What you are asked to do: Every record here needs to be retyped exactly.

Saved entries:
________

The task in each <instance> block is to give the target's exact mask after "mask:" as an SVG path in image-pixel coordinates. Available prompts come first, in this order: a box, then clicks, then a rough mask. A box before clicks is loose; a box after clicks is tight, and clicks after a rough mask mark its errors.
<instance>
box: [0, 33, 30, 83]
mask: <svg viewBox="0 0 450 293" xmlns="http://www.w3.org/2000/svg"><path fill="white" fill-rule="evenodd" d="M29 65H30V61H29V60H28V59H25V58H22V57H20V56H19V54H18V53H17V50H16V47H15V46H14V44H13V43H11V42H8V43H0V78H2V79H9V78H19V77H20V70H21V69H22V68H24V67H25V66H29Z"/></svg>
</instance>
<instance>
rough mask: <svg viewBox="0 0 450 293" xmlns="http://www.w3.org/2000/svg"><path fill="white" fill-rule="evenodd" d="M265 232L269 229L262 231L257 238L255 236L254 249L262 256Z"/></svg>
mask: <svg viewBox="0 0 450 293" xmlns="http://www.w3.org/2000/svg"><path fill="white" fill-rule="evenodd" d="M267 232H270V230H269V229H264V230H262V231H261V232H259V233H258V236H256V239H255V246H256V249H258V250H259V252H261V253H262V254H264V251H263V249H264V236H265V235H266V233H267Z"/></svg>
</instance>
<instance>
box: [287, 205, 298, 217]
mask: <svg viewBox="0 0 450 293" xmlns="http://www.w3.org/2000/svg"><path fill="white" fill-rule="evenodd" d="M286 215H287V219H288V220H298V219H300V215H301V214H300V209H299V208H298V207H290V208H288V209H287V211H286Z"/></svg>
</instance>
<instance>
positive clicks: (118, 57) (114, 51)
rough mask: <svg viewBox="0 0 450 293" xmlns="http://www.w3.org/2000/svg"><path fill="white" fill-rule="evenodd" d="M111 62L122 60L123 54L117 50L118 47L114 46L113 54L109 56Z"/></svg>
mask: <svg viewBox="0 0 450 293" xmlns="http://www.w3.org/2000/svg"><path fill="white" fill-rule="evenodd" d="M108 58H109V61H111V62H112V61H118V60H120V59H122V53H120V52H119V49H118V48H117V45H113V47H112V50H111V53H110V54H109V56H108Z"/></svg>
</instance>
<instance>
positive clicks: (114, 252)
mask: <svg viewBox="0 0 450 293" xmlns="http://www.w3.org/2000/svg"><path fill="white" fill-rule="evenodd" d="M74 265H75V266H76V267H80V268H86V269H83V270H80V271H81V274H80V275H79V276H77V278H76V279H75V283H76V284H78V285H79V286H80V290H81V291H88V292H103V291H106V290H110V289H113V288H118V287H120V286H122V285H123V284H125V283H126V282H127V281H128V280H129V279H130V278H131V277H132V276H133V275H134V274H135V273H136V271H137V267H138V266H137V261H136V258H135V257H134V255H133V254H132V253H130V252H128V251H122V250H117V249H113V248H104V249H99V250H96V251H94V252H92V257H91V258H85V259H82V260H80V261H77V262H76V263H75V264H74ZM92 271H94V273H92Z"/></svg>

________

Written reply:
The task in each <instance> block is to give the target's exact mask after "mask:" as an SVG path in image-pixel coordinates. Available prompts come first, in this order: a box, then clicks, then a rough mask. A box before clicks is loose; a box after clicks is tight, and clicks after a rough mask mark its errors.
<instance>
box: [0, 33, 30, 83]
mask: <svg viewBox="0 0 450 293" xmlns="http://www.w3.org/2000/svg"><path fill="white" fill-rule="evenodd" d="M29 65H30V61H29V60H28V59H25V58H22V57H20V56H19V54H18V53H17V50H16V47H15V46H14V44H13V43H11V42H8V43H0V78H2V79H9V78H19V77H20V70H21V69H22V68H24V67H25V66H29Z"/></svg>
</instance>
<instance>
rough mask: <svg viewBox="0 0 450 293" xmlns="http://www.w3.org/2000/svg"><path fill="white" fill-rule="evenodd" d="M265 232L269 229L262 231L257 238L255 236L254 249L262 256Z"/></svg>
mask: <svg viewBox="0 0 450 293" xmlns="http://www.w3.org/2000/svg"><path fill="white" fill-rule="evenodd" d="M267 232H270V230H269V229H264V230H262V231H261V232H259V233H258V236H256V239H255V246H256V249H258V250H259V252H261V253H262V254H264V251H263V249H264V236H265V235H266V233H267Z"/></svg>
</instance>
<instance>
box: [287, 205, 298, 217]
mask: <svg viewBox="0 0 450 293" xmlns="http://www.w3.org/2000/svg"><path fill="white" fill-rule="evenodd" d="M286 215H287V219H288V220H298V219H300V215H301V214H300V209H299V208H298V207H290V208H288V209H287V211H286Z"/></svg>
</instance>
<instance>
positive clicks: (118, 57) (114, 51)
rough mask: <svg viewBox="0 0 450 293" xmlns="http://www.w3.org/2000/svg"><path fill="white" fill-rule="evenodd" d="M111 62L122 60L123 54L117 50L118 47L114 46L113 54L109 56Z"/></svg>
mask: <svg viewBox="0 0 450 293" xmlns="http://www.w3.org/2000/svg"><path fill="white" fill-rule="evenodd" d="M108 58H109V61H111V62H112V61H118V60H120V59H122V53H120V52H119V49H118V48H117V45H113V47H112V50H111V53H110V54H109V56H108Z"/></svg>
</instance>
<instance>
positive clicks: (114, 252)
mask: <svg viewBox="0 0 450 293" xmlns="http://www.w3.org/2000/svg"><path fill="white" fill-rule="evenodd" d="M74 265H75V266H76V267H80V268H86V269H83V270H80V271H81V274H80V275H79V276H77V278H76V279H75V283H76V284H78V285H79V286H80V290H81V291H88V292H103V291H106V290H110V289H113V288H118V287H120V286H122V285H123V284H125V283H126V282H127V281H128V280H129V279H130V278H131V277H132V276H133V275H134V274H135V273H136V271H137V267H138V266H137V261H136V258H135V257H134V255H133V254H132V253H130V252H128V251H122V250H117V249H113V248H104V249H99V250H96V251H94V252H92V257H91V258H85V259H82V260H80V261H77V262H76V263H75V264H74ZM92 271H94V273H92Z"/></svg>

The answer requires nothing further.